▶ **WHAT IS EXPECTED**
Write out the records below without changing anything. Start at their first line and stop after the line that contains "(162, 107), (208, 138)", including both of those lines.

─── DATA TO PROCESS ───

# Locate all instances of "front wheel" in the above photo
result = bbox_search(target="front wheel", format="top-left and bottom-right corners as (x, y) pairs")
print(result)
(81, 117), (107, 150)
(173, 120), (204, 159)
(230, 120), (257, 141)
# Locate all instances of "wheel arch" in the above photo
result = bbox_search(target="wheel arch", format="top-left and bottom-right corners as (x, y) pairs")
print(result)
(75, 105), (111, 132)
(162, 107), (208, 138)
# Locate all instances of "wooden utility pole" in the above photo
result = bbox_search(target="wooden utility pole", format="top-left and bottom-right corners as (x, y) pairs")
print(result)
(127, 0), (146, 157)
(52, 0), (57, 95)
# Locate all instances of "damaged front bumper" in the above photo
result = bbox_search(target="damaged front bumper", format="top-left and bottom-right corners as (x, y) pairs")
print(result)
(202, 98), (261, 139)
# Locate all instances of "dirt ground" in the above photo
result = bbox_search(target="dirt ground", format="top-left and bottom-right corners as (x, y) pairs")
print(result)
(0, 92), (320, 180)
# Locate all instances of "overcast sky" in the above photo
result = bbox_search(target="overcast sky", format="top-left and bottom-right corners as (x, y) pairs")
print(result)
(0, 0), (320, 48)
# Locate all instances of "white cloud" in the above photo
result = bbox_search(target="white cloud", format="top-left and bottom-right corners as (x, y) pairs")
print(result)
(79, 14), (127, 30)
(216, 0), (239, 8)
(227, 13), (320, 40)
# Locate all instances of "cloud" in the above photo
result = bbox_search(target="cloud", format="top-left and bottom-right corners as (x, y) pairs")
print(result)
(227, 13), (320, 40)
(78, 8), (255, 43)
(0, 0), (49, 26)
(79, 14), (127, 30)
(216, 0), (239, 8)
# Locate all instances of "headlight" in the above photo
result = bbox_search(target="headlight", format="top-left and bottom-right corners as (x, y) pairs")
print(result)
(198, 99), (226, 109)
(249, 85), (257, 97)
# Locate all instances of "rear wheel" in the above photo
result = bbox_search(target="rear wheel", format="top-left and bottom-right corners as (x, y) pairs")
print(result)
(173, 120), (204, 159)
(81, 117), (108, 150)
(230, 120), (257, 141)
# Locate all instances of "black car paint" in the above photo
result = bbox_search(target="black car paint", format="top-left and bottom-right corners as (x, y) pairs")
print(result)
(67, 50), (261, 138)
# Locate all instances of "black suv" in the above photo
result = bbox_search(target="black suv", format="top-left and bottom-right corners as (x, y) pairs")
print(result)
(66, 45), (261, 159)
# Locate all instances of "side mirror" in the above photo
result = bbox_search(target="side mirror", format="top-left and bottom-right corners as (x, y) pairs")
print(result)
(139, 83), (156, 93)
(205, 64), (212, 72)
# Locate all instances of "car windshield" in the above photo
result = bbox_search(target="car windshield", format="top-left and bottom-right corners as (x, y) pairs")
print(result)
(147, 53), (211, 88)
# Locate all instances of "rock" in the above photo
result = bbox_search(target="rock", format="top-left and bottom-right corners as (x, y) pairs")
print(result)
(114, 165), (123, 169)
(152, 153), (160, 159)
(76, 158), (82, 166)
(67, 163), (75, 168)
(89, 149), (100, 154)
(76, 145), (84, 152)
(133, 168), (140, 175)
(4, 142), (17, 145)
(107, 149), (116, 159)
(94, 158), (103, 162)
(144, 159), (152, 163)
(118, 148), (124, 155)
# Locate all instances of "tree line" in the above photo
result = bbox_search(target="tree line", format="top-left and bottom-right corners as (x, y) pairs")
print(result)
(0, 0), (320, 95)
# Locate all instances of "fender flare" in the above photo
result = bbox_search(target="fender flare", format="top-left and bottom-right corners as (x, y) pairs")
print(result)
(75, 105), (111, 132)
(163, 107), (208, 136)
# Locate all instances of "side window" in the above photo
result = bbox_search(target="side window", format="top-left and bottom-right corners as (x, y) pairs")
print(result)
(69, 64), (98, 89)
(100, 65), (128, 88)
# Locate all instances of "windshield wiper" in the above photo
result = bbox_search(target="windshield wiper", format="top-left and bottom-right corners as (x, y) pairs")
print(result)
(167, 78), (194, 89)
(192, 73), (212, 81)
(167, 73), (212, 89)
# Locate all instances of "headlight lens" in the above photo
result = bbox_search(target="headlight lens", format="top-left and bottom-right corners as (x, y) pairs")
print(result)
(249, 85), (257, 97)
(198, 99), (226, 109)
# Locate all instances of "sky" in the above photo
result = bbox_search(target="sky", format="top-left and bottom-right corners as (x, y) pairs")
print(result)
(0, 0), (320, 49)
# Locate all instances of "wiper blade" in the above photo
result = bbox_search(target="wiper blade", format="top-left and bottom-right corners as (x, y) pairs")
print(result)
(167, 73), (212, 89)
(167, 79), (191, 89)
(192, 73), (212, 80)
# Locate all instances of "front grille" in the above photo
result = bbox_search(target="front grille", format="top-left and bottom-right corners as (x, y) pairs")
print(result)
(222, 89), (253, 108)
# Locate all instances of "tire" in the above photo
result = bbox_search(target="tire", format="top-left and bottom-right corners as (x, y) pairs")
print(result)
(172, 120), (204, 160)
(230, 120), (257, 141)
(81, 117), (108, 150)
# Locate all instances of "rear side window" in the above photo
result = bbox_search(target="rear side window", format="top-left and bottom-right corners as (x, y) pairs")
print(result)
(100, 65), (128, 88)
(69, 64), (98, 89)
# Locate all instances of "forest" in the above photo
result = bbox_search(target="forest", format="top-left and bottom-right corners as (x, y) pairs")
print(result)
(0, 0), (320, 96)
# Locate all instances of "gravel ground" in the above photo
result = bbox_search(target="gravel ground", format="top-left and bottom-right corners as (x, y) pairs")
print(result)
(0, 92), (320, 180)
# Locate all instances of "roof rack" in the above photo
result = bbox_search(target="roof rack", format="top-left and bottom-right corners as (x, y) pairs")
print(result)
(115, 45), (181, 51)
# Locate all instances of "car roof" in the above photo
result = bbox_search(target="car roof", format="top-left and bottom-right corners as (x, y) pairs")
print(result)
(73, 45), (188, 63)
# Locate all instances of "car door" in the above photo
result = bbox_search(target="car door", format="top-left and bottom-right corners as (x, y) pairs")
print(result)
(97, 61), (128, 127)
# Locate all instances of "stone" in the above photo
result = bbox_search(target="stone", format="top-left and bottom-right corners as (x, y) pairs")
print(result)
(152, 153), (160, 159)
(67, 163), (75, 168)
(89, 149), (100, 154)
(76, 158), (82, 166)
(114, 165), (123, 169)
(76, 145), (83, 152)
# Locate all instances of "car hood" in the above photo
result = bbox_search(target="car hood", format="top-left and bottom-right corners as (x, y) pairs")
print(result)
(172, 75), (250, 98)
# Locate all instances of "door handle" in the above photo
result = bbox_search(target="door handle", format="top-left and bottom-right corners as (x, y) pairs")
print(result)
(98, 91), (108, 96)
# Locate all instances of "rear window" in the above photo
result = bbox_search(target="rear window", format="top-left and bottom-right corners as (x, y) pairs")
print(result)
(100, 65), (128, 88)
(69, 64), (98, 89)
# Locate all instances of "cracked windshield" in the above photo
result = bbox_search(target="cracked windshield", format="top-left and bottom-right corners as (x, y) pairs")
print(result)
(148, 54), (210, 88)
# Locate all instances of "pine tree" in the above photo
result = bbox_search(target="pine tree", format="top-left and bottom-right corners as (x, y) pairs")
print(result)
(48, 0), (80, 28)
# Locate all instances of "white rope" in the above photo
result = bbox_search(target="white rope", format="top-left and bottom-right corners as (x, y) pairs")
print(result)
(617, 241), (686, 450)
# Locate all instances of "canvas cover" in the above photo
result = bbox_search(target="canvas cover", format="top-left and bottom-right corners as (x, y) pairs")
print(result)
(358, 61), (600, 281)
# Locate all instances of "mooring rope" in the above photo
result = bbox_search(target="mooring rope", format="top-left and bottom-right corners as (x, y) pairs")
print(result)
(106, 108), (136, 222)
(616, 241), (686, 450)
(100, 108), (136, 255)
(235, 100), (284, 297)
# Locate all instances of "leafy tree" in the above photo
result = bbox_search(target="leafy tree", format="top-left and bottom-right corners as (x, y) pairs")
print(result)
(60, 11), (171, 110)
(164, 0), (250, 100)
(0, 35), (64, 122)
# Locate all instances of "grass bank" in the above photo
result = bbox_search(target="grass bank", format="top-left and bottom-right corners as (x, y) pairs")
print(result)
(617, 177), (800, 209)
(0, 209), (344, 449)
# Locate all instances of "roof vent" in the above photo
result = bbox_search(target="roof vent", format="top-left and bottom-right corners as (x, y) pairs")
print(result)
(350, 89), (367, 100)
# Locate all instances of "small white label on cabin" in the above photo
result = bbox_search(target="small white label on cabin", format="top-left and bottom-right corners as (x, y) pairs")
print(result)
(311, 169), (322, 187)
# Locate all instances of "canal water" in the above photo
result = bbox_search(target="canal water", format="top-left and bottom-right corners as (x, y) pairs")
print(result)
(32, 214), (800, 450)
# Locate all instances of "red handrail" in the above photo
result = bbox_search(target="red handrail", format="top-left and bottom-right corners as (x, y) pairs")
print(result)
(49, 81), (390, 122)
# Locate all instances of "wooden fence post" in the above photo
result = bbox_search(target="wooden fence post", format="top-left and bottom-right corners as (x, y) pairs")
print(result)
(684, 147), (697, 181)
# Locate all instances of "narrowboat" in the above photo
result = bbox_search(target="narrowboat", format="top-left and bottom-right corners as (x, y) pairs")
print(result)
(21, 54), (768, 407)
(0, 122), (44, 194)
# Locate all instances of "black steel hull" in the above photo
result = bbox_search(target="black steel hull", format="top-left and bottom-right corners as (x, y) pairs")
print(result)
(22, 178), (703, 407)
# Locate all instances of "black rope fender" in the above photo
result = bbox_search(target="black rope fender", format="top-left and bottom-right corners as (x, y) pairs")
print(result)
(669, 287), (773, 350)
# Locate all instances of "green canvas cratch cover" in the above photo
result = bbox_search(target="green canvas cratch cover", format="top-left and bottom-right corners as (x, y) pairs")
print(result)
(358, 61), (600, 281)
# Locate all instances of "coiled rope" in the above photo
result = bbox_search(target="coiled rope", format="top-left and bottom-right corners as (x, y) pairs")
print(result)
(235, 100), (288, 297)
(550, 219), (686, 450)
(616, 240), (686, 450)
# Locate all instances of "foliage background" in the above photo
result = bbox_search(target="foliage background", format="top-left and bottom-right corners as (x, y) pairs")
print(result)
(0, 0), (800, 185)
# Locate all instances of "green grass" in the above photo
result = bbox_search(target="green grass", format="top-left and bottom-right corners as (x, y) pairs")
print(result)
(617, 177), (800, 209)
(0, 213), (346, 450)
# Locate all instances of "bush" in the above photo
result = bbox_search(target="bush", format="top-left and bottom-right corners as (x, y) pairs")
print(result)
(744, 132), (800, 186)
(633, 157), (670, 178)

───

▶ **RESULT OF THIS TASK**
# Locate all instances of "front wheel" in the above photo
result = bbox_search(target="front wheel", format="top-left and bottom-right corners as (x, y) pairs")
print(result)
(81, 117), (107, 150)
(173, 120), (204, 159)
(230, 120), (257, 141)
# Locate all instances of "wheel arch" in the above photo
result = bbox_search(target="wheel arch", format="top-left and bottom-right corners as (x, y) pairs")
print(result)
(75, 105), (111, 132)
(162, 107), (208, 138)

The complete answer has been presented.